You will pay stamp duty on furnished holiday let properties and AirBnB listings. SDLT and the 3% SDLT surcharge will apply to holiday lets and serviced accommodation as HMRC state that they are a dwelling.

HMRC explains where cases involving bed and breakfast establishments or guest houses will be treated on their merits. However, a bed and breakfast (B&B) establishment with bathing facilities, telephone lines etc., installed in each room (available all year round) would be considered a non-residential property. This is in line with s.116(3)(f) which states that “a hotel or inn or similar establishment” is not used as a dwelling.

The above also means that guest houses and B&B will not be subject to the 3% SDLT surcharge.

Your buy to let property would be deemed mixed-use if your holiday let, guest house, and AirBnB listing had an office where you keep paperwork. This means that the non-residential rates of SDLT would apply. The 3% SDLT surcharge would not be applicable.

UK landlords looking to invest into FHLs  will need to consider stamp duty. The SDLT rate applied to the majority of transactions will be set at the residential-use stamp duty.

Up to £125,000 Zero
From £125,001 to £250,000 2%
From £250,001 to £925,000 5%
From £925,001 to £1.5m 10%
Over £1.5m 12%

There are ways to minimise stamp duty on furnished holiday lets and you are advised to work with tax accountants to minimise tax wherever possible. Please note that the stamp duty paid is a capital cost. This will help you reduce your capital gains tax liability when the FHL is sold.

MATERIAL SUPPLIED:
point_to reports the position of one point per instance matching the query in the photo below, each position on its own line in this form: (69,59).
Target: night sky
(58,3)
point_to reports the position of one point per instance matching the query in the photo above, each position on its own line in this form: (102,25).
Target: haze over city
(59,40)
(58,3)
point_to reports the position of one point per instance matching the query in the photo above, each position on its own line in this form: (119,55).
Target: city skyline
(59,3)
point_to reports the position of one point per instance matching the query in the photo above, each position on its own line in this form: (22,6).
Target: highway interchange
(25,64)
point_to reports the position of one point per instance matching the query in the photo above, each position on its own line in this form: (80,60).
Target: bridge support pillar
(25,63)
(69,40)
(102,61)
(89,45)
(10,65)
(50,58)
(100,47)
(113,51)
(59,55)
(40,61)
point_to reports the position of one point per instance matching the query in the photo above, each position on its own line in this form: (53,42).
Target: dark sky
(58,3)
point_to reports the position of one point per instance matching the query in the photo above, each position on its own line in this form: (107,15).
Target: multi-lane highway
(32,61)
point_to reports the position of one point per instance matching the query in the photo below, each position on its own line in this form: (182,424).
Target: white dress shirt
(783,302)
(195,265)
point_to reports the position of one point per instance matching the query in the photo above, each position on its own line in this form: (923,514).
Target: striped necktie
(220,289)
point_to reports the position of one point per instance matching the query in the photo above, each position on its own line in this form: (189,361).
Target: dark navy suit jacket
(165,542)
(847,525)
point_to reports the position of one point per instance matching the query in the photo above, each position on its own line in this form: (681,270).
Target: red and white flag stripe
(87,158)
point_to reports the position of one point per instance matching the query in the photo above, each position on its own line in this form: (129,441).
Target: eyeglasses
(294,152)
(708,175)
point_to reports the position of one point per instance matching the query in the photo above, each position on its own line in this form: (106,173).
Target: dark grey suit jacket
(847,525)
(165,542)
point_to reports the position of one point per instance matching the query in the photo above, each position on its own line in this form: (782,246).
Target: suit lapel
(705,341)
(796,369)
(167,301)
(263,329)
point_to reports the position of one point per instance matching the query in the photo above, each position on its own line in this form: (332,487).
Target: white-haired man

OBJECTIVE 1: Duplicate the passage on stamp duty from "The above also" up to and including "residential-use stamp duty.".
OBJECTIVE 2: Sum up the passage on stamp duty in two sentences.

WRITTEN RESPONSE 1:
The above also means that guest houses and B&B will not be subject to the 3% SDLT surcharge.

Your buy to let property would be deemed mixed-use if your holiday let, guest house, and AirBnB listing had an office where you keep paperwork. This means that the non-residential rates of SDLT would apply. The 3% SDLT surcharge would not be applicable.

UK landlords looking to invest into FHLs  will need to consider stamp duty. The SDLT rate applied to the majority of transactions will be set at the residential-use stamp duty.

WRITTEN RESPONSE 2: Stamp duty and its 3% surcharge apply to furnished holiday lets and AirBnB listings because HMRC treats them as dwellings. A bed and breakfast with facilities such as bathing and telephone lines in each room, available all year, counts as non-residential and avoids the surcharge, and stamp duty paid is a capital cost that reduces capital gains tax when a holiday let is sold.